TASK INSTRUCTIONS
Rescale the items starting with the line containing "Where can you find the wheelhouse" and going on through the end of the items. Reproduce every line in that span, but multiply each coordinate in the answer points by 0.7 and round it to a whole number, halves up, leaving all other numbers as they are.
++++++++++++++++++++
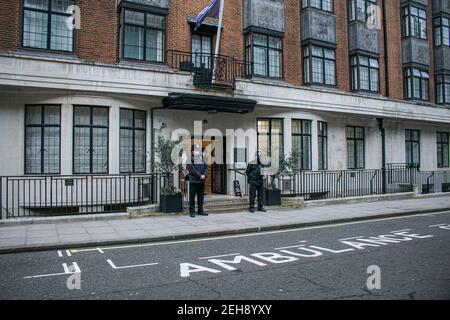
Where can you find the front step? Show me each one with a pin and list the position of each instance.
(220, 204)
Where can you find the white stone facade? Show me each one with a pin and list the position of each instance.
(32, 80)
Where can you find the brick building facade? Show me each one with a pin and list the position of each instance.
(286, 68)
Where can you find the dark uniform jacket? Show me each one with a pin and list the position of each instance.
(197, 169)
(253, 173)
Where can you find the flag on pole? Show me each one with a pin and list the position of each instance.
(212, 10)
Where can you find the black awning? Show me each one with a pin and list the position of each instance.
(199, 102)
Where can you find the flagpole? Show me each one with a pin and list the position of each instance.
(219, 34)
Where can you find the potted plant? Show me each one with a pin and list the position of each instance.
(272, 194)
(171, 199)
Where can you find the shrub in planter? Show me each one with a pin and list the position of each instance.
(272, 196)
(171, 200)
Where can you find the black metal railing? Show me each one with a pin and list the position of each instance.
(208, 69)
(23, 196)
(315, 185)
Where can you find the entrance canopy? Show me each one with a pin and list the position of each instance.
(209, 103)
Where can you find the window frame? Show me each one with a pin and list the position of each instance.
(145, 27)
(322, 142)
(442, 81)
(409, 82)
(42, 127)
(356, 86)
(410, 157)
(308, 71)
(270, 134)
(438, 24)
(440, 156)
(49, 13)
(307, 4)
(407, 25)
(353, 12)
(133, 129)
(250, 60)
(202, 35)
(356, 165)
(91, 127)
(302, 134)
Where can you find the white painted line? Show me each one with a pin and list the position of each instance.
(46, 275)
(352, 238)
(75, 265)
(126, 267)
(223, 255)
(66, 272)
(437, 225)
(254, 234)
(290, 247)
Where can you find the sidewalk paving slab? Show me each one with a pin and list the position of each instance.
(66, 235)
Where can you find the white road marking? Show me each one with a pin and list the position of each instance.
(127, 267)
(290, 247)
(221, 256)
(66, 272)
(438, 225)
(254, 234)
(352, 238)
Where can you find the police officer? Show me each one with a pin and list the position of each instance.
(198, 171)
(255, 180)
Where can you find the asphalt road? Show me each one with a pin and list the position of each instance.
(326, 262)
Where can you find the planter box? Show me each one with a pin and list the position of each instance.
(272, 197)
(171, 203)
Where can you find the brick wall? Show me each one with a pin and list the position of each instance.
(292, 49)
(342, 60)
(9, 25)
(431, 47)
(394, 43)
(179, 30)
(97, 38)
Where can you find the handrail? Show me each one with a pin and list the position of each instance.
(237, 171)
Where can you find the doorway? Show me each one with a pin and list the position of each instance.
(216, 181)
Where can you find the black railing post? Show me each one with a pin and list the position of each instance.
(1, 198)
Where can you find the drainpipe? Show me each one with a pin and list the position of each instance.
(383, 152)
(152, 128)
(386, 60)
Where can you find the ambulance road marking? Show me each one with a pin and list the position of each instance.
(66, 272)
(128, 267)
(221, 256)
(257, 234)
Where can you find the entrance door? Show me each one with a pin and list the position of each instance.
(217, 177)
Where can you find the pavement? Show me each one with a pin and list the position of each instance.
(38, 237)
(406, 257)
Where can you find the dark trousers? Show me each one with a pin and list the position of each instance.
(196, 189)
(254, 188)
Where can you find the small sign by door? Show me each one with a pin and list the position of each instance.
(237, 189)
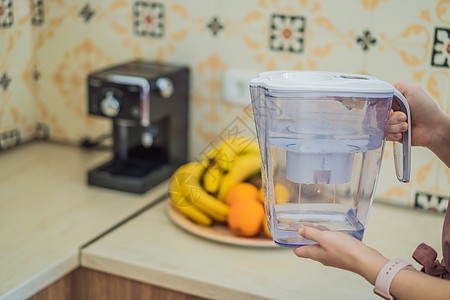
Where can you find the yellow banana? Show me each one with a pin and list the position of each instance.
(182, 204)
(199, 197)
(232, 148)
(212, 178)
(244, 166)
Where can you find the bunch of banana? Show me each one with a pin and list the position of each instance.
(197, 189)
(232, 162)
(191, 199)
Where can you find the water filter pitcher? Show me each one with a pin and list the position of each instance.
(321, 137)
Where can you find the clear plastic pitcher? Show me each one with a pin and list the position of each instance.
(321, 137)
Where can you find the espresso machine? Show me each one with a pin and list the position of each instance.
(148, 105)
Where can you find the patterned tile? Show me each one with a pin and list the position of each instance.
(37, 12)
(440, 55)
(366, 40)
(86, 13)
(6, 13)
(287, 33)
(149, 19)
(215, 26)
(5, 80)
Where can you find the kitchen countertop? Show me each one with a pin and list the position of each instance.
(48, 212)
(152, 249)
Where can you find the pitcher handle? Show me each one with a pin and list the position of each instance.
(402, 149)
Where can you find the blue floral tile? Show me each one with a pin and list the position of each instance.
(440, 55)
(37, 12)
(86, 13)
(149, 19)
(215, 26)
(6, 13)
(287, 33)
(366, 40)
(5, 80)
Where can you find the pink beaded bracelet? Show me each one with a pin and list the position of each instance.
(387, 274)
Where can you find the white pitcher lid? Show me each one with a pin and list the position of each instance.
(321, 81)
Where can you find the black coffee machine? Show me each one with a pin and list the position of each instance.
(148, 104)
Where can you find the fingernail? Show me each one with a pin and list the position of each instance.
(301, 231)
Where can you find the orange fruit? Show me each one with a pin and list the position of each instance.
(242, 191)
(245, 218)
(261, 195)
(266, 228)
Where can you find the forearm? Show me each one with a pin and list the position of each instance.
(440, 142)
(411, 284)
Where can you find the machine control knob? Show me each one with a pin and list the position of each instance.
(110, 106)
(165, 87)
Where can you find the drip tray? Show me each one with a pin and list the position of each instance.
(134, 176)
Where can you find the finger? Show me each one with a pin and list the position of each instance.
(393, 137)
(397, 128)
(397, 117)
(309, 233)
(308, 251)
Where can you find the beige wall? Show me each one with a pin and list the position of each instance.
(44, 61)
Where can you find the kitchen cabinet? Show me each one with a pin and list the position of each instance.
(88, 284)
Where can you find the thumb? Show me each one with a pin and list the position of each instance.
(310, 233)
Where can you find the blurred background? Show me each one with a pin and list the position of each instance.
(48, 47)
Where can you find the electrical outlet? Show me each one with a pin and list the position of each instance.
(9, 139)
(235, 86)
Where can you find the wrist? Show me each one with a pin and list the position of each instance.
(387, 274)
(369, 264)
(440, 139)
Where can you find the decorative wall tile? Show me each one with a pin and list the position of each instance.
(51, 46)
(440, 54)
(366, 40)
(6, 13)
(287, 33)
(37, 12)
(149, 19)
(87, 13)
(215, 26)
(5, 80)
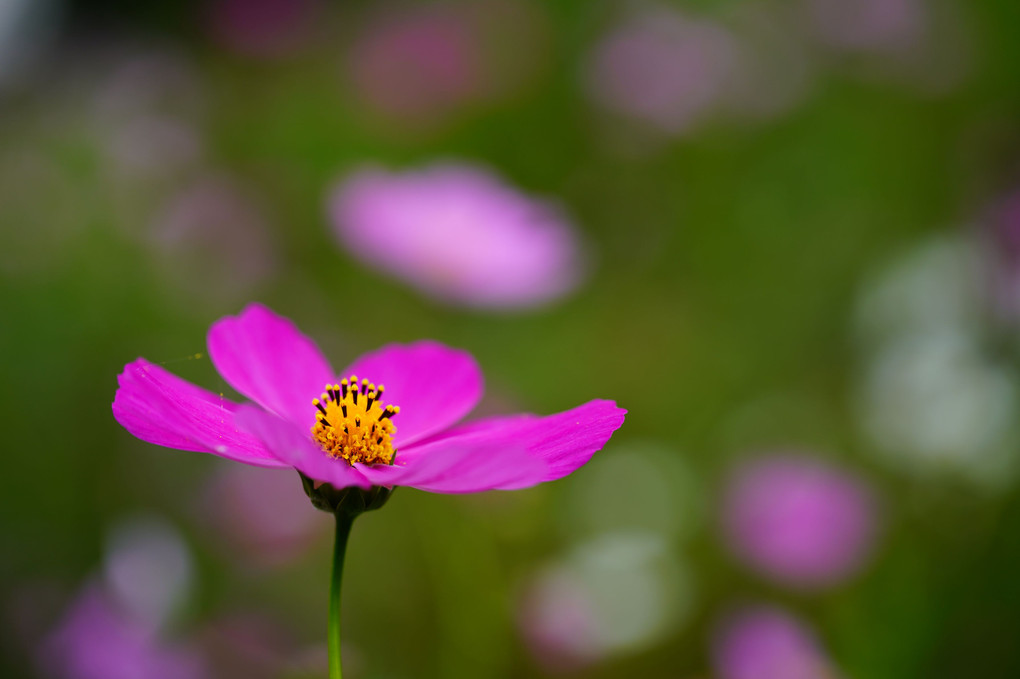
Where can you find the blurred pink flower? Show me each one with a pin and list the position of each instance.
(97, 639)
(558, 624)
(798, 520)
(419, 64)
(261, 516)
(664, 69)
(346, 437)
(265, 29)
(765, 642)
(458, 233)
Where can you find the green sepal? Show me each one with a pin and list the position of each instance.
(350, 501)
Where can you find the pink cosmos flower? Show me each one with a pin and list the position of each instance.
(459, 233)
(347, 436)
(765, 642)
(663, 68)
(97, 639)
(799, 521)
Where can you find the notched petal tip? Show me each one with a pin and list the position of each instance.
(162, 409)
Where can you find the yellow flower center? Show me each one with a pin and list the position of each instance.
(352, 423)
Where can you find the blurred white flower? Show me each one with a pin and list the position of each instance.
(930, 397)
(650, 487)
(148, 569)
(614, 594)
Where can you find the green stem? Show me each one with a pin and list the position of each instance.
(344, 522)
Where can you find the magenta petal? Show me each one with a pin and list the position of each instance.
(564, 441)
(466, 465)
(434, 384)
(266, 358)
(160, 408)
(295, 447)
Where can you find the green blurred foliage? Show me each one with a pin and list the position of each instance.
(727, 263)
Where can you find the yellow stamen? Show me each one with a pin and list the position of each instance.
(352, 424)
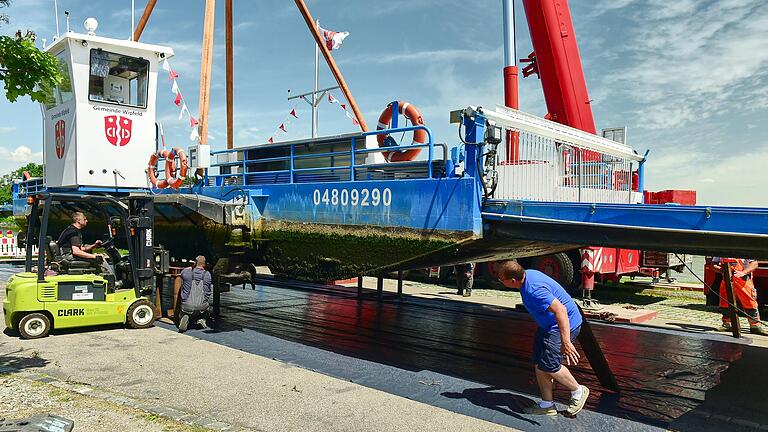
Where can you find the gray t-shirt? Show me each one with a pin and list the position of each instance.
(188, 275)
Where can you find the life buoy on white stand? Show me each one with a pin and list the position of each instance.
(419, 135)
(170, 179)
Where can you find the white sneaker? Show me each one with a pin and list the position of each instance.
(576, 405)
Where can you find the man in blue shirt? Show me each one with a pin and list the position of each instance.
(559, 321)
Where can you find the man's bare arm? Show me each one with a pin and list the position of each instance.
(82, 252)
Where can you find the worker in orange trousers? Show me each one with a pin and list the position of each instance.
(745, 294)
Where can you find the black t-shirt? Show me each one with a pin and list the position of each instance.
(71, 236)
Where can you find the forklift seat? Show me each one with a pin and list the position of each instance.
(59, 263)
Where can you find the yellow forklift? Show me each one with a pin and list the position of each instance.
(66, 293)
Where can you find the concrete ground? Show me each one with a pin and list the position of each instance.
(157, 377)
(120, 379)
(677, 309)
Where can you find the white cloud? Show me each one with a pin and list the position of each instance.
(735, 180)
(686, 62)
(429, 57)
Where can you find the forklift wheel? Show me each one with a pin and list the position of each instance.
(34, 326)
(141, 314)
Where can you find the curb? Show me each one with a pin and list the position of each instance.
(159, 410)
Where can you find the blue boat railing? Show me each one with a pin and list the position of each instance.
(29, 187)
(296, 173)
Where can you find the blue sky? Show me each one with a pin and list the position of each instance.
(689, 78)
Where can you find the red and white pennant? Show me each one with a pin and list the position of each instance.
(283, 128)
(350, 116)
(180, 102)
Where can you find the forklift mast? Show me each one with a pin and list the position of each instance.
(137, 215)
(141, 211)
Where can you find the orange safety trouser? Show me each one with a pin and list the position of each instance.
(743, 290)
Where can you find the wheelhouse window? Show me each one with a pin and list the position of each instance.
(62, 93)
(118, 79)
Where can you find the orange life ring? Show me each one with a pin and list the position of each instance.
(170, 168)
(419, 135)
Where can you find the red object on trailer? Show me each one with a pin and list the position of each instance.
(682, 197)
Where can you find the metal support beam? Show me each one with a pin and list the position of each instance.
(143, 20)
(230, 76)
(331, 63)
(735, 324)
(595, 355)
(205, 69)
(31, 229)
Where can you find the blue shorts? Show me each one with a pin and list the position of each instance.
(547, 346)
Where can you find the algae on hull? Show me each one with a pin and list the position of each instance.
(326, 252)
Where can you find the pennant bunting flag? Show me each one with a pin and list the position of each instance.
(349, 115)
(180, 102)
(184, 110)
(332, 39)
(284, 125)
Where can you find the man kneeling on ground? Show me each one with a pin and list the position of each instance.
(559, 321)
(195, 294)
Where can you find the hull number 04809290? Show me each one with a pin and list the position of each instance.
(353, 197)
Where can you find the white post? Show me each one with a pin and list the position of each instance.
++++++++++++++++++++
EXERCISE RESPONSE
Where can you find the wheelhouse window? Show me each one with a pin and list the position of each instance.
(43, 65)
(83, 55)
Where can you find the orange life ring? Show me each one with a pin and list the position of each instance.
(119, 118)
(293, 95)
Where can you find the red object on trailer? Show me each one with a pin and list the position of each instance.
(477, 138)
Where can you find the metal support beam? Show me each one with a pin and list the position of each instance.
(100, 14)
(161, 53)
(232, 44)
(515, 227)
(417, 249)
(144, 48)
(22, 160)
Where can you find the blue shorts? Show me each one with a pin and list the position of each instance.
(383, 242)
Where can you find the algae on hull? Show me each one with a pin and list the position of each instance.
(228, 176)
Where can you find the pennant bunting flag? Show me each one with a pin and list the position of each instance.
(244, 81)
(126, 71)
(129, 77)
(232, 27)
(199, 88)
Where can you find the man kneeling on ground? Show me each one with a pin and list the position of each instance.
(391, 225)
(137, 206)
Where can you find the hull number 04809290? Show me each one with a pin and list the position of each instance.
(247, 138)
Where can you find the white post? Show me each one with a pin and list the position of each instance.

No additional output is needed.